Then, as I say, you should make yourself clearer. Presumably then your demands that Northern Europe share the burden of Spain, Italy and Greece was to do with a more equable share of the cost of deportation, rather than what those southern countries, and the EU immigration minister, and the UN refugee program, have been demanding.
I agree that it's effectively impossible to differentiate between economic and political migrants, and that, ultimately, the issue is or should be moot. I take it as a given that if you're unlucky enough to have been born into almost any country in Africa, or the Middle East with the exception of Israel, or any Muslim country, there will be any number of reasons that you'd be a lot safer living in Western Europe, and any number of ways that you would be in imminent threat for your political/religious/sexual beliefs or actions.
No, I haven't. As usual, you are seriously confused about what the word "fact" means. I would say it's a near certainty that it's a fact that African and Middle Eastern immigration into Europe is now running at two million a year. If true, this would be a fact whether anyone stated or estimated it or not.
The information you gave referred to a separate and by definition much smaller problem. It was about one-tenth the size in the early 90s.

Listing >>
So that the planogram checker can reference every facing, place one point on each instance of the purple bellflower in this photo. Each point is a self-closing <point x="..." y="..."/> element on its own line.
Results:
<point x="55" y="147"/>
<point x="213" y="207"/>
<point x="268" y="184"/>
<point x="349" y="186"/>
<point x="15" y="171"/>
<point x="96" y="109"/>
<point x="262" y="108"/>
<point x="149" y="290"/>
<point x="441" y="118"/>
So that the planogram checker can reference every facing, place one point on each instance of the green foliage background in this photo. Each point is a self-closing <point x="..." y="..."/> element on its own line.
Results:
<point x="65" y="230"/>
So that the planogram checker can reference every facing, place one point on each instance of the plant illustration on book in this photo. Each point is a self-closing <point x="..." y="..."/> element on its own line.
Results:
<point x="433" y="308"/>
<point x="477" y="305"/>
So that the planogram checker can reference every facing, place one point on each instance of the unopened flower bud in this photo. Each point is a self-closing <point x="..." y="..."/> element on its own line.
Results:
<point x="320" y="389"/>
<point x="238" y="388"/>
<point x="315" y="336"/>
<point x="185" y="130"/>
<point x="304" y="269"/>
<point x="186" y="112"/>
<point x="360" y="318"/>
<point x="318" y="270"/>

...

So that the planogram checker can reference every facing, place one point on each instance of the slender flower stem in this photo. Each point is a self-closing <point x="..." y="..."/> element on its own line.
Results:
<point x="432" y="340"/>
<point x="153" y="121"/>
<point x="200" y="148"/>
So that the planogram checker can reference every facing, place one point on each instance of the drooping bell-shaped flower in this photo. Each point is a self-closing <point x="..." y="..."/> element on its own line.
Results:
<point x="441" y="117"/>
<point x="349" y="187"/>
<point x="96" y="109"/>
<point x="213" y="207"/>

==

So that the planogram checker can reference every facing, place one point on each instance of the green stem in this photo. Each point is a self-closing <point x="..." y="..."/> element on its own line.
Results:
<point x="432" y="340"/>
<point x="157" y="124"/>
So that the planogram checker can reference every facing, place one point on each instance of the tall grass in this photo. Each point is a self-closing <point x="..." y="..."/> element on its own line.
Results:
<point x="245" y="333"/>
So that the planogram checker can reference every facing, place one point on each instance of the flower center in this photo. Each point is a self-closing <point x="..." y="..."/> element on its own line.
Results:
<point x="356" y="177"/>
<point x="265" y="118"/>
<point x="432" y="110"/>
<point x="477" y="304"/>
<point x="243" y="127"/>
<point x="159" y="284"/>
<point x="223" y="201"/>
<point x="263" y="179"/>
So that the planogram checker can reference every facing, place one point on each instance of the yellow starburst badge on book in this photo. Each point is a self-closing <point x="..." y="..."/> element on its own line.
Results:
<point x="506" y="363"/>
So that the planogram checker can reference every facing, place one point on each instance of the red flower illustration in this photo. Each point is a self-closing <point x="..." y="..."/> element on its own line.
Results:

Stated problem 1 >>
Answer these questions from the immigration excerpt:
(a) What yearly rate does the writer give for African and Middle Eastern immigration into Europe?
(b) Which Middle Eastern country is named as an exception among places where people would be safer in Western Europe?
(c) How large was the separate problem in the early 90s, according to the writer?
Stated problem 2 >>
Count the lines of the records that contain the string "book", matching case exactly, and give only the number.
The text and the records have no connection to each other.

Result 1 >>
(a) Two million a year.
(b) Israel.
(c) About one-tenth the size.

Result 2 >>
2